Après les nombreux hivers de l’Intelligence artificielle de la seconde partie du XXème, la discipline connaît une nouvelle jeunesse à partir des années 90, grâce notamment aux travaux de Yann Lecun, Yoshua Bengio et Geoffrey Hinton dans le domaine des réseaux de neurones appliqués à la vision par ordinateur (computer vision). Dès lors, les réseaux de neurones ont permis de nombreuses avancées dans des champs d’étude très variés allant de la finance à la logistique en passant par la mécanique des fluides. Cependant, malgré les très bons résultats obtenus par les réseaux de neurones, une certaine méfiance persiste encore vis-à-vis de ces solutions. Deux problèmes majeurs ralentissent en effet leur développement : leur manque d’interprétabilité et la difficulté à associer un degré de confiance à une prédiction. Ces problématiques constituent un frein à la mise en production de ces solutions et à leur implantation en dehors du domaine académique. C’est au problème concernant le degré de confiance des prédictions que se propose de répondre l’apprentissage profond bayésien, notion développée dans cet article.


Dans la suite, les différents concepts abordés seront illustrés sur un exemple classique d’apprentissage automatique, la reconnaissance de chiffres manuscrits allant de 0 à 4. Vous trouverez un échantillon du jeu de données considéré à la figure 1.

Figure 1 : Échantillon des 5 premières classes de la base MNIST


Les limites des réseaux de neurones

Nous avons souligné dans l’introduction les défauts majeurs des réseaux de neurones. Ces problématiques peuvent être reformulées de la manière suivante : d’une part, les réseaux sont des algorithmes opaques ne donnant que peu de pistes sur leur fonctionnement interne ; d’autre part, les prédictions des réseaux sont données sans information sur les incertitudes de leurs résultats. L'apprentissage profond bayésien donne une réponse à cette seconde difficulté en apportant des informations plus complètes en sortie de réseau.

Figure 2 : Illustration du fonctionnement de la prédiction d’un réseau de neurones classique


Illustrons à présent les deux sous-problèmes précédemment présentés sur l’exemple de la base MNIST. Concernant l’opacité du réseau, ce problème est assez intuitif. Dans le cas qui nous intéresse, cela correspond au manque d’informations sur les parties de l’image responsables de la prise de décision. L’absence de quantification des incertitudes, quant à elle, semble plus abstraite et moins problématique de prime abord. En observant la figure 2, on s’aperçoit en effet que le réseau prédit que l’image est un 2 avec une certitude de 85%. Si l’on sait que le réseau est sûr à 85%, on peut en déduire son incertitude, non ? Ce que nous venons d’écrire correspond, en réalité, à une méprise sur l’interprétation de la sortie du réseau. Le réseau ne prédit pas que l’image qu’on lui présente est un 2 avec une certitude de 85% mais que l’image a 85 % de chance d’être un 2 plutôt qu’un 0, un 1, un 3 ou un 4. Ainsi, il est fortement probable que ce réseau n’ayant jamais “vu” de 6, de 7, de 8 ou de 9 prédise qu’un 8 a 90% de chance d’être un 2 plutôt qu’un 0, un 1, un 3 ou un 4.

-------------------------

__EXERCICE COURT A__: Relevez le nom de chaque chercheur mentionné dans le texte sur les réseaux de neurones.
__EXERCICE COURT B__:
Répondez brièvement à ces questions à partir du texte sur les réseaux de neurones :
(i) À partir de quelles années la discipline connaît-elle une nouvelle jeunesse ?
(ii) Quels chiffres manuscrits l'exemple de reconnaissance couvre-t-il ?
(iii) Quel pourcentage le réseau de la figure 2 associe-t-il au chiffre 2 ?
__EXERCICE COURT C__: Transcrivez fidèlement le passage du texte sur les réseaux de neurones qui commence par « Dans la suite, les » et s'achève sur « la figure 1. ».
Les lignes qui viennent ensuite constituent un matériau distinct du texte sur les réseaux de neurones.

__DONNÉES FOURNIES__:
-------------------------

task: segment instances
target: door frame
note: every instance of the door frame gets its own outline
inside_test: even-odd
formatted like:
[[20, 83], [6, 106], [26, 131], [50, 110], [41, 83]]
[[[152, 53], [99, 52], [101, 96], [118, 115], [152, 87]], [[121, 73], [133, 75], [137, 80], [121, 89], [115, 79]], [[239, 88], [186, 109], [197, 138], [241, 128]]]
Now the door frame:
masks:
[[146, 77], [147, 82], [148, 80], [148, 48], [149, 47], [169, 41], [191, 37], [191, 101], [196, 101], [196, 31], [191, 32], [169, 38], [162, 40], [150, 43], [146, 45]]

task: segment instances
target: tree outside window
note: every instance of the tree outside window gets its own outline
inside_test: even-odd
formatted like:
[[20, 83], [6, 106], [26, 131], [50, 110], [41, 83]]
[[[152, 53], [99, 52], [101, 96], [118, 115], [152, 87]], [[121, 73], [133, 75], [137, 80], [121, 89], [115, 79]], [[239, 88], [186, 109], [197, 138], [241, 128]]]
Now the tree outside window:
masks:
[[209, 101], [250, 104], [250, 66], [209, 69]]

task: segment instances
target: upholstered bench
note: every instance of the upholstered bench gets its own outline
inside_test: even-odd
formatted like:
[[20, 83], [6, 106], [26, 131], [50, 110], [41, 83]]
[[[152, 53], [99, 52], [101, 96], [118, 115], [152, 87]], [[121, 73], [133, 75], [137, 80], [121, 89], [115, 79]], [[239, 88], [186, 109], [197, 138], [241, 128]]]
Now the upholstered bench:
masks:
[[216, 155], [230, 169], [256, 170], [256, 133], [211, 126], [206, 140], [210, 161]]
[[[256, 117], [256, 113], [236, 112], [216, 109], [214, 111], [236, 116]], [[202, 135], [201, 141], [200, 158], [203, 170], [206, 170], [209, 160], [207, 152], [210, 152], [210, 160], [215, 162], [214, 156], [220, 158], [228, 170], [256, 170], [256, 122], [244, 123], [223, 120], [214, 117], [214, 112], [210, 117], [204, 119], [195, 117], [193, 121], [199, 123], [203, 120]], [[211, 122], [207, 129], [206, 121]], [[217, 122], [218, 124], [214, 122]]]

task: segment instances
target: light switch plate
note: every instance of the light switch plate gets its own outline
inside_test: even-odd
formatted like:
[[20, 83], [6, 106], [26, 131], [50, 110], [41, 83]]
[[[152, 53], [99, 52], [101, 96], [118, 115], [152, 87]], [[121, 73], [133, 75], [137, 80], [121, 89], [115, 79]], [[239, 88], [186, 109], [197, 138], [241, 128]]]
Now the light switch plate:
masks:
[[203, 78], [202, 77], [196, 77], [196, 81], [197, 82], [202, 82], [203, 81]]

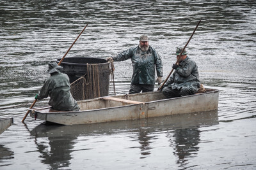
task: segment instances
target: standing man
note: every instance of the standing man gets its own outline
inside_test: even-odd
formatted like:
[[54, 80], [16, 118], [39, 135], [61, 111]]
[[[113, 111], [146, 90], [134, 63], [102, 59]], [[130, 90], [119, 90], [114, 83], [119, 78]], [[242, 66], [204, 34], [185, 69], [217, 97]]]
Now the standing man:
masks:
[[164, 85], [162, 92], [167, 98], [185, 96], [194, 94], [199, 88], [199, 73], [196, 62], [187, 56], [184, 50], [179, 59], [182, 48], [176, 50], [179, 65], [173, 64], [175, 70]]
[[[131, 59], [133, 74], [129, 94], [152, 92], [155, 87], [156, 69], [157, 78], [162, 82], [163, 64], [159, 55], [148, 45], [147, 36], [140, 37], [140, 44], [118, 53], [115, 57], [108, 57], [107, 61], [123, 61]], [[156, 67], [156, 69], [155, 69]]]
[[55, 62], [49, 63], [48, 73], [51, 76], [45, 80], [40, 93], [35, 99], [42, 99], [50, 96], [49, 104], [60, 111], [78, 111], [79, 107], [70, 93], [69, 78], [61, 73], [62, 67]]

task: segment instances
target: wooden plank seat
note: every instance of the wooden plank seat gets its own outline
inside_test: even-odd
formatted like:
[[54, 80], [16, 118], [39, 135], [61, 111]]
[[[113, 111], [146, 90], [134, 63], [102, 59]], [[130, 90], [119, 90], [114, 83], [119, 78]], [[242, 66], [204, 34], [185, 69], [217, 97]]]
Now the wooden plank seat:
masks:
[[131, 101], [131, 100], [127, 100], [127, 99], [120, 99], [120, 98], [116, 98], [116, 97], [103, 97], [104, 100], [106, 101], [119, 101], [127, 104], [144, 104], [145, 103], [143, 102], [140, 102], [140, 101]]

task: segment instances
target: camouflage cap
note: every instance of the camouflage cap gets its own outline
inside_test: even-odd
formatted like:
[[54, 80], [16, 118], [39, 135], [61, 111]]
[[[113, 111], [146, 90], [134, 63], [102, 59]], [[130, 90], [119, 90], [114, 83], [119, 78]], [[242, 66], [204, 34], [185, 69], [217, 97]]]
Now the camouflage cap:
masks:
[[142, 35], [140, 37], [140, 41], [148, 41], [148, 36], [145, 35]]
[[[176, 48], [176, 55], [180, 55], [181, 51], [182, 50], [182, 48], [180, 48], [180, 47], [177, 47]], [[187, 51], [186, 50], [186, 49], [183, 51], [181, 55], [186, 55], [187, 54]]]

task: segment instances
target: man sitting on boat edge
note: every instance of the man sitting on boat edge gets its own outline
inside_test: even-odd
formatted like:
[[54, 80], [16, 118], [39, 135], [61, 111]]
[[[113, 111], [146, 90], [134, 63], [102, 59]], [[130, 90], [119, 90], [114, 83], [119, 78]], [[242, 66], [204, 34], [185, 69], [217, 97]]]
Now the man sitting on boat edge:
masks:
[[173, 64], [174, 73], [164, 85], [162, 92], [167, 98], [185, 96], [196, 93], [200, 85], [199, 72], [196, 62], [187, 56], [186, 50], [179, 55], [182, 48], [176, 50], [179, 65]]
[[52, 108], [60, 111], [78, 111], [79, 107], [70, 93], [70, 85], [67, 74], [61, 73], [63, 67], [56, 62], [49, 63], [48, 73], [51, 76], [44, 81], [35, 99], [42, 99], [50, 96], [49, 104]]

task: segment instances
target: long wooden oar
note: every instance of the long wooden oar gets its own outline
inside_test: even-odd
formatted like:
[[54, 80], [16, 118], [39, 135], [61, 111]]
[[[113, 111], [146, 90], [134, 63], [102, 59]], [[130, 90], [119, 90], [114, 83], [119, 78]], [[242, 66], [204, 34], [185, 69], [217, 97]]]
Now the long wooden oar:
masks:
[[[198, 23], [197, 25], [196, 25], [196, 27], [195, 28], [194, 31], [193, 32], [191, 36], [190, 36], [189, 39], [188, 39], [187, 43], [185, 45], [185, 46], [184, 46], [184, 47], [183, 48], [182, 50], [181, 50], [181, 52], [180, 53], [180, 54], [179, 54], [179, 56], [178, 56], [178, 59], [177, 59], [177, 61], [176, 61], [175, 64], [179, 64], [179, 58], [180, 57], [180, 56], [182, 55], [181, 54], [182, 54], [182, 53], [183, 53], [183, 52], [185, 50], [186, 47], [187, 46], [187, 45], [188, 45], [188, 43], [189, 43], [190, 39], [191, 39], [193, 36], [194, 34], [195, 34], [195, 32], [196, 31], [197, 27], [198, 27], [198, 25], [199, 25], [199, 24], [200, 23], [200, 22], [201, 22], [201, 20], [199, 20]], [[163, 87], [164, 87], [165, 83], [166, 83], [167, 80], [168, 80], [168, 78], [170, 78], [170, 76], [172, 75], [172, 73], [173, 71], [173, 69], [172, 69], [172, 71], [171, 71], [171, 72], [170, 73], [169, 75], [168, 75], [168, 76], [167, 76], [167, 78], [165, 79], [163, 83], [163, 84], [161, 85], [161, 87], [159, 87], [159, 88], [158, 88], [157, 91], [159, 91], [159, 90], [163, 90]]]
[[[59, 63], [58, 64], [58, 65], [60, 65], [60, 64], [61, 63], [61, 62], [64, 60], [65, 57], [66, 57], [67, 54], [68, 53], [69, 50], [70, 50], [71, 48], [73, 46], [73, 45], [74, 45], [74, 43], [76, 43], [76, 40], [77, 40], [77, 39], [79, 38], [79, 36], [81, 36], [81, 34], [82, 34], [83, 32], [84, 32], [84, 29], [86, 28], [88, 24], [86, 24], [86, 25], [84, 27], [84, 28], [83, 29], [83, 31], [81, 32], [81, 33], [79, 34], [79, 35], [77, 36], [77, 38], [76, 39], [76, 40], [74, 41], [74, 43], [72, 44], [72, 45], [70, 46], [70, 47], [69, 47], [68, 50], [67, 51], [66, 53], [64, 55], [63, 57], [62, 57], [62, 59], [60, 60]], [[33, 104], [31, 104], [31, 106], [29, 108], [29, 110], [31, 109], [35, 104], [36, 103], [37, 99], [35, 99], [34, 102], [33, 103]], [[29, 110], [28, 110], [27, 113], [26, 113], [26, 115], [24, 116], [24, 117], [23, 118], [22, 120], [21, 121], [22, 123], [24, 122], [26, 118], [27, 117], [28, 113], [29, 113]]]

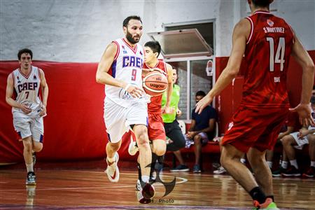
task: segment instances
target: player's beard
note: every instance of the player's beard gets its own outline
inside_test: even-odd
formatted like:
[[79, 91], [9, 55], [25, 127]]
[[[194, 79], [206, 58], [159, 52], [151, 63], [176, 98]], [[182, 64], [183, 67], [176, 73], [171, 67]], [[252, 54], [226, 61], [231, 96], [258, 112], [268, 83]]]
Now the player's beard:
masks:
[[129, 33], [128, 30], [127, 30], [126, 38], [132, 44], [137, 43], [140, 41], [140, 37], [139, 38], [138, 41], [134, 40], [134, 38], [132, 37], [132, 34]]

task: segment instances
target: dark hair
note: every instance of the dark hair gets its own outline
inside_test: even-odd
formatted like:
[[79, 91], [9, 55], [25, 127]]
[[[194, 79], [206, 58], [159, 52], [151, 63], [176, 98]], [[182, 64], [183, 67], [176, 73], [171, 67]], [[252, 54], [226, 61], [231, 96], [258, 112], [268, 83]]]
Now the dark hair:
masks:
[[124, 22], [122, 22], [122, 26], [127, 27], [128, 26], [129, 21], [130, 20], [138, 20], [142, 23], [141, 18], [139, 16], [136, 15], [131, 15], [126, 18], [126, 19], [124, 20]]
[[202, 90], [200, 90], [197, 92], [196, 92], [196, 97], [197, 96], [205, 97], [206, 96], [206, 93], [204, 92], [203, 92]]
[[251, 0], [251, 1], [255, 6], [267, 7], [273, 0]]
[[33, 59], [33, 52], [31, 52], [31, 50], [29, 49], [24, 48], [20, 50], [19, 52], [18, 52], [18, 58], [19, 59], [19, 60], [21, 59], [21, 55], [23, 53], [29, 53], [31, 55], [31, 59]]
[[150, 41], [144, 44], [145, 47], [149, 47], [153, 52], [158, 52], [158, 57], [161, 52], [161, 46], [158, 41]]

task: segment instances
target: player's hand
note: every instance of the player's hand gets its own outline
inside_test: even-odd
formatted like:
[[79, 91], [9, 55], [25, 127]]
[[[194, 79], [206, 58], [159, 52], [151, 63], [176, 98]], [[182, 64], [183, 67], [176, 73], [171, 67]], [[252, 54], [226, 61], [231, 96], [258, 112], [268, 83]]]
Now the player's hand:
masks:
[[301, 125], [308, 126], [315, 126], [315, 122], [312, 117], [311, 104], [300, 104], [293, 108], [289, 108], [292, 112], [297, 112], [300, 117], [300, 123]]
[[162, 70], [162, 69], [160, 69], [160, 68], [142, 69], [142, 71], [146, 71], [146, 73], [152, 72], [152, 71], [160, 71], [160, 72], [162, 73], [162, 74], [165, 74], [165, 71], [164, 71], [163, 70]]
[[144, 91], [141, 88], [136, 87], [136, 85], [133, 85], [131, 84], [127, 84], [125, 87], [125, 90], [131, 94], [133, 97], [139, 98], [142, 97]]
[[46, 116], [46, 115], [47, 115], [46, 106], [45, 106], [44, 104], [41, 104], [41, 112], [39, 113], [39, 115], [41, 117], [42, 117], [42, 116]]
[[204, 108], [206, 107], [209, 104], [210, 104], [211, 102], [212, 102], [212, 100], [214, 99], [213, 97], [211, 97], [210, 95], [206, 94], [204, 97], [203, 97], [200, 101], [198, 102], [196, 104], [196, 110], [195, 113], [197, 113], [198, 114], [200, 114], [204, 110]]
[[31, 109], [25, 104], [20, 104], [19, 106], [19, 108], [20, 108], [20, 109], [22, 109], [22, 111], [24, 113], [27, 113], [27, 114], [31, 113]]
[[165, 106], [162, 108], [162, 113], [171, 114], [175, 111], [175, 108], [173, 107], [169, 107], [168, 106]]
[[196, 135], [195, 132], [188, 132], [186, 134], [187, 138], [192, 139], [192, 138]]
[[305, 136], [308, 134], [309, 134], [309, 132], [308, 132], [307, 130], [300, 130], [299, 131], [299, 133], [298, 134], [298, 137], [300, 139], [302, 139], [304, 138], [304, 136]]
[[176, 115], [178, 117], [181, 116], [183, 114], [183, 112], [179, 109], [177, 108]]

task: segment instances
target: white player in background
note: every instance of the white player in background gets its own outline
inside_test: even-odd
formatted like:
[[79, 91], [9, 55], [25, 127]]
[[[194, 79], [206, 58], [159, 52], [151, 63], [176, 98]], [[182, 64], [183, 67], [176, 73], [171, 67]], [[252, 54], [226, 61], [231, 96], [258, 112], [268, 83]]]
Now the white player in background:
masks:
[[[46, 115], [48, 85], [42, 69], [33, 66], [29, 49], [18, 53], [20, 67], [8, 76], [6, 101], [12, 106], [13, 125], [22, 141], [23, 156], [27, 170], [27, 185], [36, 185], [34, 152], [43, 149], [43, 120]], [[41, 88], [43, 101], [39, 97]], [[13, 94], [15, 99], [14, 99]]]

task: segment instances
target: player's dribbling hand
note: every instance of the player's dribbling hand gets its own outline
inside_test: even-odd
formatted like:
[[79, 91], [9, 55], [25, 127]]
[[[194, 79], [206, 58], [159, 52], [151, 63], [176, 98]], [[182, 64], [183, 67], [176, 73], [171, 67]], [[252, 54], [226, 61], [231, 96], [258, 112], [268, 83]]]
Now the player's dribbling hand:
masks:
[[135, 98], [139, 98], [142, 97], [142, 94], [144, 94], [144, 91], [135, 85], [127, 85], [127, 88], [125, 88], [125, 90], [131, 94], [133, 97]]
[[308, 134], [308, 130], [300, 130], [298, 137], [299, 137], [299, 139], [303, 139], [304, 136]]
[[315, 126], [315, 122], [312, 117], [311, 104], [300, 104], [293, 108], [289, 108], [292, 112], [297, 112], [300, 118], [300, 123], [306, 126]]
[[24, 113], [27, 113], [27, 114], [31, 113], [31, 109], [29, 107], [28, 107], [27, 105], [25, 105], [25, 104], [20, 104], [19, 108], [20, 109], [22, 109], [22, 111]]
[[206, 106], [212, 102], [213, 99], [213, 97], [210, 97], [209, 94], [206, 94], [200, 101], [199, 101], [198, 103], [196, 104], [196, 110], [195, 111], [195, 112], [200, 114], [202, 110], [204, 110], [204, 108], [206, 108]]
[[162, 113], [172, 114], [174, 111], [175, 109], [173, 107], [165, 106], [162, 108]]
[[46, 116], [47, 115], [46, 113], [46, 106], [42, 104], [41, 107], [41, 112], [39, 113], [39, 115], [41, 117]]

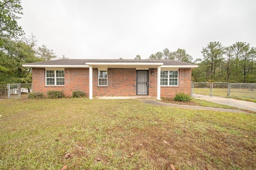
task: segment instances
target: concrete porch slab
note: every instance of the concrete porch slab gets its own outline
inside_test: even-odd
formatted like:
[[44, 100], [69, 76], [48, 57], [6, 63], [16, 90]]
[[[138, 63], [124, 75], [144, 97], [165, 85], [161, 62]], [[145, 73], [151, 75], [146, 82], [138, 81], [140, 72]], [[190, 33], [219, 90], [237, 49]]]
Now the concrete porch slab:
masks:
[[145, 100], [156, 100], [156, 97], [153, 96], [110, 96], [94, 97], [93, 99], [117, 100], [117, 99], [137, 99]]

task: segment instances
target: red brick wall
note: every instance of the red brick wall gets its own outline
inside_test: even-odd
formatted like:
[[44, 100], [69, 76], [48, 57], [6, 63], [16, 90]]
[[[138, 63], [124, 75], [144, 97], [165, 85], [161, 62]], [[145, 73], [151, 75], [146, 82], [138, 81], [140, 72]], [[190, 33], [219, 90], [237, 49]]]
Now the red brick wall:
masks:
[[[157, 69], [148, 70], [149, 96], [156, 96]], [[108, 68], [108, 86], [98, 86], [98, 69], [93, 69], [93, 96], [136, 96], [136, 68]], [[161, 97], [174, 97], [180, 92], [191, 94], [191, 69], [180, 68], [179, 70], [179, 86], [161, 86]], [[42, 92], [46, 95], [51, 90], [63, 90], [66, 96], [72, 95], [72, 92], [80, 90], [89, 96], [89, 68], [65, 68], [65, 86], [46, 86], [45, 70], [33, 68], [33, 90]]]
[[191, 69], [180, 68], [179, 86], [161, 86], [161, 97], [173, 97], [176, 93], [183, 92], [191, 95]]
[[42, 92], [46, 95], [49, 90], [63, 90], [66, 96], [72, 96], [72, 92], [79, 90], [89, 96], [89, 68], [65, 68], [65, 86], [46, 86], [45, 70], [33, 68], [33, 91]]
[[136, 68], [108, 68], [108, 86], [98, 86], [98, 69], [93, 69], [93, 96], [136, 96]]

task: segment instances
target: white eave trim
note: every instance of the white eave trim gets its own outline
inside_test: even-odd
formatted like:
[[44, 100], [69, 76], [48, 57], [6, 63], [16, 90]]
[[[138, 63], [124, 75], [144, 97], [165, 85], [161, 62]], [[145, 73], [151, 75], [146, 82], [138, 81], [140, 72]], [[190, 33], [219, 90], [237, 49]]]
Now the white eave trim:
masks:
[[194, 68], [198, 67], [198, 66], [196, 65], [169, 65], [169, 66], [162, 66], [161, 68]]
[[120, 63], [86, 63], [86, 65], [152, 65], [152, 66], [160, 66], [164, 65], [163, 63], [126, 63], [126, 62], [120, 62]]
[[89, 68], [87, 65], [36, 65], [36, 64], [22, 64], [24, 67], [30, 68]]

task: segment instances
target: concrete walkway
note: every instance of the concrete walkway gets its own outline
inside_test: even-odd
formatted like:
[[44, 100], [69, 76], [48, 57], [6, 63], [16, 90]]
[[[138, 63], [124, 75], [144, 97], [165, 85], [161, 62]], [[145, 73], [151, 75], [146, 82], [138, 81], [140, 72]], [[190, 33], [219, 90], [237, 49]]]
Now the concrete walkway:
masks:
[[196, 98], [256, 112], [256, 103], [253, 102], [221, 97], [201, 97]]

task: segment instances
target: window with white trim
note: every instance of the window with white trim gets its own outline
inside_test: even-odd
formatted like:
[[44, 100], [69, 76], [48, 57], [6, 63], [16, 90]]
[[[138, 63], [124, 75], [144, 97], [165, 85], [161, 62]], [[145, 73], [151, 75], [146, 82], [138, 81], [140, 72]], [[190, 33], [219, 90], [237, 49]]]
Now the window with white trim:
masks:
[[65, 85], [65, 74], [64, 70], [46, 70], [46, 85], [63, 86]]
[[178, 86], [178, 71], [161, 71], [161, 86]]
[[108, 71], [98, 70], [98, 86], [108, 86]]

-------------------------

__RÉSULTAT A__: Yann Lecun, Yoshua Bengio, Geoffrey Hinton

__RÉSULTAT B__:
(i) À partir des années 90.
(ii) Les chiffres de 0 à 4.
(iii) 85 %.

__RÉSULTAT C__:
Dans la suite, les différents concepts abordés seront illustrés sur un exemple classique d’apprentissage automatique, la reconnaissance de chiffres manuscrits allant de 0 à 4. Vous trouverez un échantillon du jeu de données considéré à la figure 1.